DÉCISION DE L'AGENTE DES VISAS

[6]                 L'agente des visas a rejeté la demande pour les motifs suivants :

[traduction]

La présente concerne votre demande de résidence permanente au Canada.

J'ai maintenant terminé l'évaluation de votre demande et j'ai décidé que vous ne satisfaisiez pas aux exigences d'immigration au Canada.

En vertu du paragraphe 8(1) du Règlement sur l'immigration de 1978, les demandeurs indépendants, catégorie dans laquelle vous avez présenté votre demande, font l'objet d'une évaluation en tenant compte des facteurs énoncés à l'annexe du Règlement sur l'immigration. Ces facteurs sont les suivants : l'âge, la profession et les études, l'expérience, l'emploi réservé ou la profession désignée, les facteurs démographiques, la connaissance du français et de l'anglais et les qualités personnelles.

Votre demande s'appuyait sur les exigences relatives à la profession d'expert-conseil en marketing (CNP 4163), profession au titre de laquelle vous avez demandé à être évalué. Vous trouverez ci-après les points d'appréciation qui vous ont été attribués pour chacun des critères de sélection en rapport avec cette profession.

Âge :                                                                            10


Profession :                                                                00

Préparation professionnelle spécifique :           17

Expérience :                                                                00

Emploi réservé :                                                        00

Facteur démographique :                                       08

Études :                                                                        15

Connaissance de l'anglais :                                  09

Connaissance du français :                                  00

Qualités personnelles :                                            04

TOTAL :                                                                     63

Le paragraphe 11(1) du Règlement sur l'immigration prévoit que l'agent des visas ne peut délivrer un visa d'immigrant au demandeur qui n'a obtenu aucun point d'appréciation pour le facteur de « l'expérience acquise dans la profession pour laquelle il possède les compétences voulues et qu'il est prêt à exercer au Canada » .

Je ne suis pas convaincue que vous respectez les exigences de la Loi parce que vous avez présenté un témoignage qui n'était pas crédible en ce qui concerne vos études et votre expérience professionnelle en tant qu'expert-conseil en marketing. Par conséquent, je n'ai pas été convaincue que vous pourriez exercer cette profession sans posséder une quelconque expérience et je ne vous ai donc pas attribué de points d'appréciation en ce qui concerne les facteurs relatifs à l'expérience et à la profession.

▶ **Lignes fournies**:
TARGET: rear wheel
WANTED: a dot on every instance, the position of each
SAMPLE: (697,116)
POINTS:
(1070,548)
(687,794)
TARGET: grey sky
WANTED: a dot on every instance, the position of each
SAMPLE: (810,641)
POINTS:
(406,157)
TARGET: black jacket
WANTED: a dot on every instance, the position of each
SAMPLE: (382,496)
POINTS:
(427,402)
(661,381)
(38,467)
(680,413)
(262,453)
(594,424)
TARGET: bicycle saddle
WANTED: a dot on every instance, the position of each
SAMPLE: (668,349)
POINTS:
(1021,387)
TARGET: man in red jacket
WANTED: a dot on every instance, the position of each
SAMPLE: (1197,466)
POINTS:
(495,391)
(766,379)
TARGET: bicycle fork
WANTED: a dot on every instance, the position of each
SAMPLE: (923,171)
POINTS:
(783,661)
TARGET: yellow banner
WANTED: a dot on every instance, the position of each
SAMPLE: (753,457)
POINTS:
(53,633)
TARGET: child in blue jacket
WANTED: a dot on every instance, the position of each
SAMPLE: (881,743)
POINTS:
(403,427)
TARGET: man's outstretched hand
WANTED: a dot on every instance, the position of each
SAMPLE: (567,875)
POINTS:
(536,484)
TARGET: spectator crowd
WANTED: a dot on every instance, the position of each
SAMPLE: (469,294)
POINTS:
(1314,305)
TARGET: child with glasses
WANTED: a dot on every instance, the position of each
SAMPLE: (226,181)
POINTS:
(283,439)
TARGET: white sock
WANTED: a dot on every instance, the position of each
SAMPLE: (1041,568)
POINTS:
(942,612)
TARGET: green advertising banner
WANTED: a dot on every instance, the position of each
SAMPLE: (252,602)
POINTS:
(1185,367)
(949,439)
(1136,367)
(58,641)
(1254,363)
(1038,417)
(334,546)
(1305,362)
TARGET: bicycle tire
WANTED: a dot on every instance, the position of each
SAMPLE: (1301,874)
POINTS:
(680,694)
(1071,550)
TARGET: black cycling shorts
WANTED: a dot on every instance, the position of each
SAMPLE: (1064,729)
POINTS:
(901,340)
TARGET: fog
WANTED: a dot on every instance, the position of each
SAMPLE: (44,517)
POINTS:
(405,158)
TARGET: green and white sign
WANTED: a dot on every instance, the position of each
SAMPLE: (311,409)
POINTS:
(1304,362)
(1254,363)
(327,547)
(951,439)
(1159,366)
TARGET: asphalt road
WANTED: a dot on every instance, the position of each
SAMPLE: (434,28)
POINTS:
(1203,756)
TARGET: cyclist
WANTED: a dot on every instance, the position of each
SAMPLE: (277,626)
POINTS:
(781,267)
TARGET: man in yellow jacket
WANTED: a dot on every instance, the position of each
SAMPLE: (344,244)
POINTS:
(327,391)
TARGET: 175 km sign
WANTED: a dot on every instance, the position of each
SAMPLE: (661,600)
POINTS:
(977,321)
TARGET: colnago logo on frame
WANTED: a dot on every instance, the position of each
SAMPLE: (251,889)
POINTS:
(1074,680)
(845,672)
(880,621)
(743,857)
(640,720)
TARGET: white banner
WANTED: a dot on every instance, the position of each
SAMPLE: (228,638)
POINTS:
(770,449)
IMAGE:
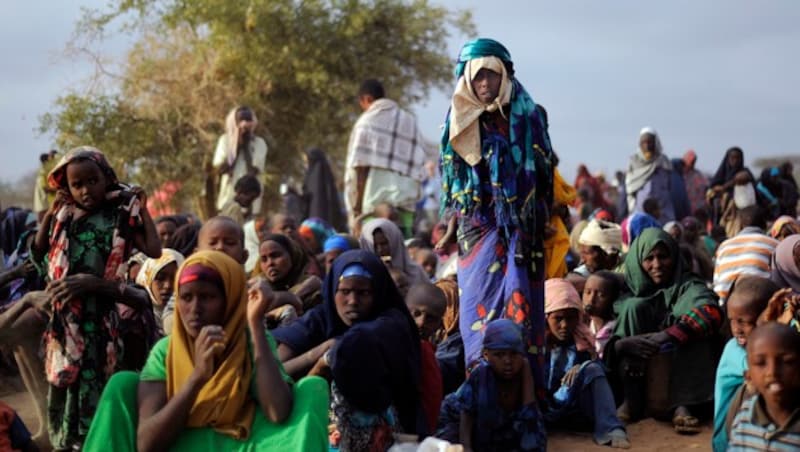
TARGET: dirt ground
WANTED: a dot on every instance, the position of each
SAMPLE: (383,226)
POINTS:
(647,435)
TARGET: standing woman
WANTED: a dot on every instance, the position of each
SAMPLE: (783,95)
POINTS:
(649,176)
(320,195)
(497,180)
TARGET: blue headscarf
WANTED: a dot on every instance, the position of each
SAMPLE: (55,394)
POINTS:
(336,242)
(503,334)
(519,167)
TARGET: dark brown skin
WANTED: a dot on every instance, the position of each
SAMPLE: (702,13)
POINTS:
(161,421)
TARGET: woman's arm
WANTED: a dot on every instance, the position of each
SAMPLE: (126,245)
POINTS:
(299,366)
(161,421)
(74,286)
(274,395)
(465,431)
(146,240)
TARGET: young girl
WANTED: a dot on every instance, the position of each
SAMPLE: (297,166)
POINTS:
(599,294)
(496,405)
(86,236)
(157,276)
(282,263)
(575,382)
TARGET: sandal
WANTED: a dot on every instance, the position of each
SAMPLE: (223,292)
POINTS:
(684,423)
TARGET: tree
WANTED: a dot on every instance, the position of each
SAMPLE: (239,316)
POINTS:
(297,63)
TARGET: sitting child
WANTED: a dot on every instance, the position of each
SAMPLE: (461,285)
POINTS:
(496,409)
(599,294)
(770,419)
(427,305)
(748,298)
(575,382)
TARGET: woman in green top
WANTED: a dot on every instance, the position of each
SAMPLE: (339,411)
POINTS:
(211,385)
(667,311)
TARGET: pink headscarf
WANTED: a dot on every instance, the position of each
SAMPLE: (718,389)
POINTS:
(561,294)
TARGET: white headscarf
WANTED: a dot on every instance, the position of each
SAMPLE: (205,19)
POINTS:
(640,170)
(465,107)
(606,235)
(232,133)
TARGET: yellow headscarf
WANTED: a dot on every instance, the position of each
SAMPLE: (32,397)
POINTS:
(224,402)
(466,108)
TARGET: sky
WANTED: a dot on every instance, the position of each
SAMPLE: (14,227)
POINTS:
(706,75)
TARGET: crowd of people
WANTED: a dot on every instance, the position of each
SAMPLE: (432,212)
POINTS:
(482,301)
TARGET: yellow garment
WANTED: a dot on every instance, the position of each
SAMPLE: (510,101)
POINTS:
(466,108)
(557,246)
(224,402)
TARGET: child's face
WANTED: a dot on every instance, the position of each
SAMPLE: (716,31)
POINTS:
(506,364)
(274,261)
(165,230)
(401,282)
(353,299)
(742,318)
(201,303)
(562,323)
(597,299)
(381,244)
(223,236)
(773,369)
(87,184)
(164,283)
(427,317)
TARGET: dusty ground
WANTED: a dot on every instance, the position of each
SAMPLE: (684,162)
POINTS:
(647,435)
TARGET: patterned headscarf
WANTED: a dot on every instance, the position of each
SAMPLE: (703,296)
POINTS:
(316,229)
(561,294)
(151,267)
(64,341)
(515,168)
(224,402)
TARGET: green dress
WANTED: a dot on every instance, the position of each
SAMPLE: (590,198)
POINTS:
(70,408)
(115,423)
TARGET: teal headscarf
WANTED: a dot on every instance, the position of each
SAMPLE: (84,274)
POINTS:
(519,170)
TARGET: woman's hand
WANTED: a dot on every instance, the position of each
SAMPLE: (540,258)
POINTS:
(72,287)
(259,300)
(571,375)
(208,346)
(643,346)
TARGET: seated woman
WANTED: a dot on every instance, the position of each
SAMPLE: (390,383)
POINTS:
(576,381)
(157,276)
(282,263)
(385,239)
(668,311)
(365,340)
(214,383)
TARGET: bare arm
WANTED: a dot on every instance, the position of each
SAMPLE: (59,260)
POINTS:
(300,365)
(161,421)
(465,430)
(274,394)
(147,241)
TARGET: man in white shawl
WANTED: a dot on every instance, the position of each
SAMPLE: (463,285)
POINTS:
(649,176)
(385,158)
(239,152)
(600,244)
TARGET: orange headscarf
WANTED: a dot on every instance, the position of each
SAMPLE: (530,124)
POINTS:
(224,402)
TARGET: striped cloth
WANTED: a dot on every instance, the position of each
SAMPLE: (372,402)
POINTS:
(748,252)
(752,430)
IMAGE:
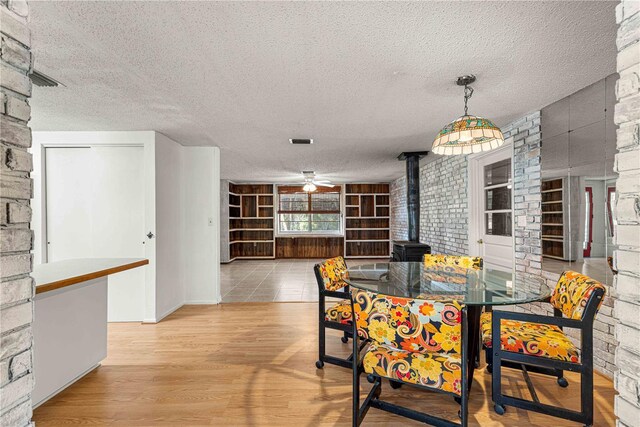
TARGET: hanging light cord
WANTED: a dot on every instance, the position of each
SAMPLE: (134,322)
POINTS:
(468,92)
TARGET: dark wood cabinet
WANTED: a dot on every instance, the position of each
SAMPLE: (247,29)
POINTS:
(367,220)
(309,247)
(251,221)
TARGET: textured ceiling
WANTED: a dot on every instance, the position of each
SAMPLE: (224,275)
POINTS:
(365,80)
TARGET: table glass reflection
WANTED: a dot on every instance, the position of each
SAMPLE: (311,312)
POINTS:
(472,287)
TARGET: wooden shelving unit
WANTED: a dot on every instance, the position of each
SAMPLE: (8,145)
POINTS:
(251,221)
(555,233)
(366,227)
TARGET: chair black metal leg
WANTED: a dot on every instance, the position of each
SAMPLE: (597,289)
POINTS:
(562,381)
(395,384)
(321,341)
(586,393)
(496,384)
(489,359)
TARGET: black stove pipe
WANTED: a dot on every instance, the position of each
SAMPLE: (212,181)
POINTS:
(413,192)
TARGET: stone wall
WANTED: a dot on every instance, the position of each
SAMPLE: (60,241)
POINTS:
(398,208)
(16,239)
(627,212)
(526,136)
(444,214)
(527,210)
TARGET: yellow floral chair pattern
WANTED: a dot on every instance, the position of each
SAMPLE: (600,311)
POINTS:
(533,339)
(412,340)
(333,272)
(434,260)
(570,296)
(340,312)
(572,292)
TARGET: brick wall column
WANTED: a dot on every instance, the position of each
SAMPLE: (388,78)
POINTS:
(627,212)
(16,286)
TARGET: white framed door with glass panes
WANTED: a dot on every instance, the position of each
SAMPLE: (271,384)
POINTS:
(492,208)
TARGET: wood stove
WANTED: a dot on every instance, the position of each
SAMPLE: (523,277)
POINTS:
(412,249)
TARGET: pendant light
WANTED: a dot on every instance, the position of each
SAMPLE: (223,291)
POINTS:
(309,187)
(467,134)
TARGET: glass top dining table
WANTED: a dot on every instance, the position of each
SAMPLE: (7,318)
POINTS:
(473,288)
(486,287)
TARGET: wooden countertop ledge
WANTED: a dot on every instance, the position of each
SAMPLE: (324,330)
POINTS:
(56,275)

▶ **Consigne**:
Recopiez le passage de la décision de l'agente des visas qui va de « DÉCISION DE L'AGENTE » jusqu'à « permanente au Canada. » inclus. Les lignes ne sont d'aucune utilité ici.

▶ **Résultat final**:
DÉCISION DE L'AGENTE DES VISAS

[6]                 L'agente des visas a rejeté la demande pour les motifs suivants :

[traduction]

La présente concerne votre demande de résidence permanente au Canada.